» **Provided passage**
Snap happy: photography to look forward to

From an ambitious survey of 1960s-70s photography in London to Kohei Yoshiyuki's controversial work in Liverpool and Amsterdam's Unseen Photo Fair, there's a lot to see

August is a quiet month for photography shows, so here's a preview of some of the exhibition highlights for the next few months.

The most anticipated London show is surely Tate Modern's ambitious double header William Klein/Daido Moriyama, which opens on 10 October. Taking the cities of New York and Tokyo as its starting point, the show contrasts the approaches of two pioneers of impressionistic urban photography. It considers the influence of Klein's seminal 1956 book, Life Is Good and Good for You in New York, on Japanese photography, and Moriyama in particular. The prodigiously productive Moriyama was a founder of the radical Provoke movement in Japan and, alongside previously unseen vintage prints, the exhibition explores photography's role in the representation of protest movements and civil unrest. This is an ambitious show that will be a chance for many of us to see lots of Moriyama's images outside of book form for the first time. I, for one, cannot wait.

The other big London exhibition is the Barbican's group show, Everything Was Moving: Photography from the 60s and 70s, which opens on 13 September. This survey show reflects on the radical cultural shifts that took place around the world during the two decades. It shows work by well-known names such as William Eggleston, David Goldblatt, Boris Mikhalov and Bruce Davidson alongside the likes of Graciela Iturbide, Shomei Thomatsu and Raghubir Singh. Iturbide's work was one of the highlights of last year's Rencontres d'Arles and Thomatsu is arguably Japan's most influential postwar photographer, so this show promises to be intriguing, if only for the range of styles on display from a seemingly disparate bunch of innovators.

» **Written instruction a**
Count the lines in the entries below that contain the string "blazer". Reply with the number only.

» **Material shown**
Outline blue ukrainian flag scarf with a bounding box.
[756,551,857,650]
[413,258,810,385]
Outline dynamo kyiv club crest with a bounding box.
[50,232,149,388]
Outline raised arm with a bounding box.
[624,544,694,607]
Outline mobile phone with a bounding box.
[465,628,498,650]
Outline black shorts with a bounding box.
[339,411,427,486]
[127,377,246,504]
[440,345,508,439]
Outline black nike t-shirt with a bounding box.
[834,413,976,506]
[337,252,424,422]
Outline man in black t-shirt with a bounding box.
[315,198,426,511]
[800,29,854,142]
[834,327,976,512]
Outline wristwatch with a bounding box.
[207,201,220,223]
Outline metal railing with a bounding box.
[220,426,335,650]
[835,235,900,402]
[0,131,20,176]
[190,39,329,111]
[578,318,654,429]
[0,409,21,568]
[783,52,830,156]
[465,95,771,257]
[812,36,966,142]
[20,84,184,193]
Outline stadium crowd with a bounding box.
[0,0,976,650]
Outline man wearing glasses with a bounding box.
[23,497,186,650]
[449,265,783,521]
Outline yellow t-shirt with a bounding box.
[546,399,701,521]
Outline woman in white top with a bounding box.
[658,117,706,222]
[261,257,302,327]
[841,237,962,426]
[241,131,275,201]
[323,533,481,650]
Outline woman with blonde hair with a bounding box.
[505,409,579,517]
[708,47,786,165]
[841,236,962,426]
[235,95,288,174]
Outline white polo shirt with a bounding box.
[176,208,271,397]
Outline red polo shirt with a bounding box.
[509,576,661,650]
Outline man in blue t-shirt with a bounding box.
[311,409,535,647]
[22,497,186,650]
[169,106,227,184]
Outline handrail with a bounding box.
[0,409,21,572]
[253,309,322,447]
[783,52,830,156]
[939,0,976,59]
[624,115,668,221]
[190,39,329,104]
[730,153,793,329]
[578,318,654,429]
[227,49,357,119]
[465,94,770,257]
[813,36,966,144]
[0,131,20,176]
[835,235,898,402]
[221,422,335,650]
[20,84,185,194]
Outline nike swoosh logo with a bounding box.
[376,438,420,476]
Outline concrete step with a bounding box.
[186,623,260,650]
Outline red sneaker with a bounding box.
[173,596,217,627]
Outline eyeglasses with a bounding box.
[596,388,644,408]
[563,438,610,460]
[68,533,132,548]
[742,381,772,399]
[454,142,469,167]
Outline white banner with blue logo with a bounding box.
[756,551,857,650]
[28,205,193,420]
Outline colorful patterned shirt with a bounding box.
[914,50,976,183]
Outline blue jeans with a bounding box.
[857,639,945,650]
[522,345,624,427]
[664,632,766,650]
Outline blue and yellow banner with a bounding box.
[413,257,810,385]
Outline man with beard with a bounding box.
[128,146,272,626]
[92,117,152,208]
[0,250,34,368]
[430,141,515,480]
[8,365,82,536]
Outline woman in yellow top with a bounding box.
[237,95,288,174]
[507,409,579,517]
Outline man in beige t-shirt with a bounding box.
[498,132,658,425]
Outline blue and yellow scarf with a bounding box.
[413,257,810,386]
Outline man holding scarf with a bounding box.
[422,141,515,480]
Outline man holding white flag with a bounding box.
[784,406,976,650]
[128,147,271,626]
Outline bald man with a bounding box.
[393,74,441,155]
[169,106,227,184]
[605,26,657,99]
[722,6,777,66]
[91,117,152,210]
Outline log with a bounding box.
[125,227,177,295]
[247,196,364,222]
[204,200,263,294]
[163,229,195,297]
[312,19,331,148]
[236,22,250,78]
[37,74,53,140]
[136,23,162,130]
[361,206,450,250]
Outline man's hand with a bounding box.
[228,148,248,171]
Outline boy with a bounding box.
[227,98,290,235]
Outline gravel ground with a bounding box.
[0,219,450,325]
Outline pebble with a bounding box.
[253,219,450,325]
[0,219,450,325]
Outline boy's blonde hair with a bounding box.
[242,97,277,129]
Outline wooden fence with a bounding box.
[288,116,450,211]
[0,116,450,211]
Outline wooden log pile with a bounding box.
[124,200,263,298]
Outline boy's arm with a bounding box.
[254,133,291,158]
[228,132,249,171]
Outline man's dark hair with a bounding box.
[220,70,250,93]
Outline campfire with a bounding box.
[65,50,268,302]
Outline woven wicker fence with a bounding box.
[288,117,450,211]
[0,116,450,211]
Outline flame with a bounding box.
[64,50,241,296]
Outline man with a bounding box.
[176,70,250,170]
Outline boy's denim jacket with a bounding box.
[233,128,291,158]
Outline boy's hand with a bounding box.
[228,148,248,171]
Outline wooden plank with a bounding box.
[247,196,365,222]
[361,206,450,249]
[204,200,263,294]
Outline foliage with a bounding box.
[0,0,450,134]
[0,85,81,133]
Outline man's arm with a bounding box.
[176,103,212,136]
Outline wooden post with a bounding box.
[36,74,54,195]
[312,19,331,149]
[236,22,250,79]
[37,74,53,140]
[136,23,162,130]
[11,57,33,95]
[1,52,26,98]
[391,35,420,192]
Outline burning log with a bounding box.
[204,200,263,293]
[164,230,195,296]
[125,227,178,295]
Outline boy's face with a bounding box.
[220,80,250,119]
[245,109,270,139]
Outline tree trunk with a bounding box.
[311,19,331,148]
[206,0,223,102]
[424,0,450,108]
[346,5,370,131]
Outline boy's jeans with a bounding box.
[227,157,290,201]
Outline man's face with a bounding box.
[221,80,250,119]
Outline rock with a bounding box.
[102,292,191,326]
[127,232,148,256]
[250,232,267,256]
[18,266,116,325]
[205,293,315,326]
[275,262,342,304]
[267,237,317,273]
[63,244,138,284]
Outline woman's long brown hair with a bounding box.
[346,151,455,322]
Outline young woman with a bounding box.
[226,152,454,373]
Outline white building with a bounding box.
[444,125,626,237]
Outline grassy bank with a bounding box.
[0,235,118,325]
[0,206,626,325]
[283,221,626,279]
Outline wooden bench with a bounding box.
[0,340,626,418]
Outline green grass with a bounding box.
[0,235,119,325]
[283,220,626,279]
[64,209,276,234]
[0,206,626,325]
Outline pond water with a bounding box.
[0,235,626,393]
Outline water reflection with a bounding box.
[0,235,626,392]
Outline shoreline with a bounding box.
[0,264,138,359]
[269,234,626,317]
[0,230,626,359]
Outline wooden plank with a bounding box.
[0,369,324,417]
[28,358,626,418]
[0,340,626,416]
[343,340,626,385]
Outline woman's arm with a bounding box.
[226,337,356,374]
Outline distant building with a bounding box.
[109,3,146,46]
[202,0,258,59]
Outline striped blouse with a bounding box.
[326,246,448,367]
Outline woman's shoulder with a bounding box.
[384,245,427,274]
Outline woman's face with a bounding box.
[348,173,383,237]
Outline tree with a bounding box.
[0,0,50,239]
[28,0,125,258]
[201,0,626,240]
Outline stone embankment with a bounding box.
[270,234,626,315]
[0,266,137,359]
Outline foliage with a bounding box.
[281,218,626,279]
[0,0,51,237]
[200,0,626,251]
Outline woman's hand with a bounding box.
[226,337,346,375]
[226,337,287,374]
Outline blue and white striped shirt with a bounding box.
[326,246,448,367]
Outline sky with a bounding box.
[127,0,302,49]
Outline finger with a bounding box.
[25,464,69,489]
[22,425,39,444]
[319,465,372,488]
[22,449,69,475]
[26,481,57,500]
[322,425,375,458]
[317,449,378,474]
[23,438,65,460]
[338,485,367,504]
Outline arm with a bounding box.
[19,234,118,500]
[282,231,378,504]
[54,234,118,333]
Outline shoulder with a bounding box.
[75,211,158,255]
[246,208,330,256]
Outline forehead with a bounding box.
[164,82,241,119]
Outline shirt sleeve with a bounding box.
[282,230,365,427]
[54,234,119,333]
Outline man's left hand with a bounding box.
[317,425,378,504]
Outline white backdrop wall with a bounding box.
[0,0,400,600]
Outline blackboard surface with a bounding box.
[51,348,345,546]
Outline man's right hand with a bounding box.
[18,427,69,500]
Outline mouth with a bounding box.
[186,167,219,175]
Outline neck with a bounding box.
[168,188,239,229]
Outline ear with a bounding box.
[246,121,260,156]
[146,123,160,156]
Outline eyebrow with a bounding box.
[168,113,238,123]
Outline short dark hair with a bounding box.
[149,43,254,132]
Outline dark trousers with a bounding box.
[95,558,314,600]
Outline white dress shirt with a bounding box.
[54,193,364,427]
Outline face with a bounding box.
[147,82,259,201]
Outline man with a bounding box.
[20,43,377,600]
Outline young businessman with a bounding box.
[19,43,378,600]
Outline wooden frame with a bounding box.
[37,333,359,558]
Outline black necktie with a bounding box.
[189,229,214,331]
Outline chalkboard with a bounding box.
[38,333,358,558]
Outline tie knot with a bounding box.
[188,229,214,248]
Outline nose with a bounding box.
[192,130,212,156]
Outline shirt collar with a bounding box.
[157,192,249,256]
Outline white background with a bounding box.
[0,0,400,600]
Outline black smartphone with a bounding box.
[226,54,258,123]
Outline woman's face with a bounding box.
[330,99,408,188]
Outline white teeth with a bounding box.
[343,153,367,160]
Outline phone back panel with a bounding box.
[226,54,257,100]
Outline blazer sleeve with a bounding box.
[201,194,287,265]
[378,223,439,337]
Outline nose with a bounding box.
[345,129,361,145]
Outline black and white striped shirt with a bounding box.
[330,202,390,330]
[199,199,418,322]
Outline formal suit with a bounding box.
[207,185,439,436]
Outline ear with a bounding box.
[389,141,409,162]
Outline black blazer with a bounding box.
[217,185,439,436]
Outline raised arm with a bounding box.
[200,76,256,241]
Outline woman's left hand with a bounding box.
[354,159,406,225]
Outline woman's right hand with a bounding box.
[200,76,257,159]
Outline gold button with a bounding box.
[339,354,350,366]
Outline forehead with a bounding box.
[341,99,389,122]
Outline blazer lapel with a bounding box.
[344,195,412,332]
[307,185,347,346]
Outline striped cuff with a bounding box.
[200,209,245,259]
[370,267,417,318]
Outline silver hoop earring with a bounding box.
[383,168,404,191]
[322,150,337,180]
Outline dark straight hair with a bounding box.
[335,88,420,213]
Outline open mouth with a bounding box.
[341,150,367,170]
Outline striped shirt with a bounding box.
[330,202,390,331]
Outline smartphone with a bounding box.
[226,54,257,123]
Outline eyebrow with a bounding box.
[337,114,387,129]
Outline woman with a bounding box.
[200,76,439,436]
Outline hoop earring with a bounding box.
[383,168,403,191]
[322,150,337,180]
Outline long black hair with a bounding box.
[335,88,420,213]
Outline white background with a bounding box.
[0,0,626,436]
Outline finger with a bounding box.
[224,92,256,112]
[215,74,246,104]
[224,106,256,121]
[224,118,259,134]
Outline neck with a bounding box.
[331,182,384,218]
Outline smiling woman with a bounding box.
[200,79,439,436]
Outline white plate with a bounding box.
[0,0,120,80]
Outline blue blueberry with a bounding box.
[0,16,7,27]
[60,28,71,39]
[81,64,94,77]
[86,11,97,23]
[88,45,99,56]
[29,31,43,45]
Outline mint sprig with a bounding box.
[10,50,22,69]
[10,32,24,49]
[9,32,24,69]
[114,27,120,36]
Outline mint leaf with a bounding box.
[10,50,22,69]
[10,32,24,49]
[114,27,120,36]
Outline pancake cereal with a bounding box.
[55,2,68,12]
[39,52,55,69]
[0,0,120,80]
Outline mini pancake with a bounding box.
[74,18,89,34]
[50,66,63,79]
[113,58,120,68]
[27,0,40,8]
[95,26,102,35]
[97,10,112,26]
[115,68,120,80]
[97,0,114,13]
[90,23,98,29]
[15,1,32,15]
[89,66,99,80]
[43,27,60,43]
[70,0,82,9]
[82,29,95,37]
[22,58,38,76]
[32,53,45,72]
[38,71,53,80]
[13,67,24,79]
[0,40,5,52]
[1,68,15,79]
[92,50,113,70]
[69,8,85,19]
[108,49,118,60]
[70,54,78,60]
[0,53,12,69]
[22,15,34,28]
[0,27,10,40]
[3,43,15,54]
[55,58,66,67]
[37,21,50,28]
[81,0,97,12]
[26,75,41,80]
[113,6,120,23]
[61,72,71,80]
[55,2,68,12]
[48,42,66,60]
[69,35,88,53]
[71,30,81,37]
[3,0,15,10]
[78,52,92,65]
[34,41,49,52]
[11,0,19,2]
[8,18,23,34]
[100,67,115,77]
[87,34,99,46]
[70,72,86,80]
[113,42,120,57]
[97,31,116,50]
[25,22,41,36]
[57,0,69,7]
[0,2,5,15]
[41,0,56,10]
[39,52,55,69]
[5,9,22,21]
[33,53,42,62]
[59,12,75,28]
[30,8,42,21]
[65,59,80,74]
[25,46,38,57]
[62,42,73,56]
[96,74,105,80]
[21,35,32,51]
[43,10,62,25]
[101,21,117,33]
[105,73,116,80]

» **Written instruction b**
From the photography preview above, copy the part that opens with the words containing "From an ambitious" and closes with "next few months.", character for character.

» **Answer a**
3

» **Answer b**
From an ambitious survey of 1960s-70s photography in London to Kohei Yoshiyuki's controversial work in Liverpool and Amsterdam's Unseen Photo Fair, there's a lot to see

August is a quiet month for photography shows, so here's a preview of some of the exhibition highlights for the next few months.